■ **Short problem**:
Write these records as a two-column CSV with the headers "text" and "answer", one row per record. Quote each field and replace line breaks with spaces.
#### Excerpted records ####
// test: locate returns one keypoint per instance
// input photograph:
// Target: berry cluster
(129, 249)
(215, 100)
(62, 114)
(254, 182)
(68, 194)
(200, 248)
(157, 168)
####
■ **Worked solution**:
text,answer
"// test: locate returns one keypoint per instance // input photograph: // Target: berry cluster","(129, 249) (215, 100) (62, 114) (254, 182) (68, 194) (200, 248) (157, 168)"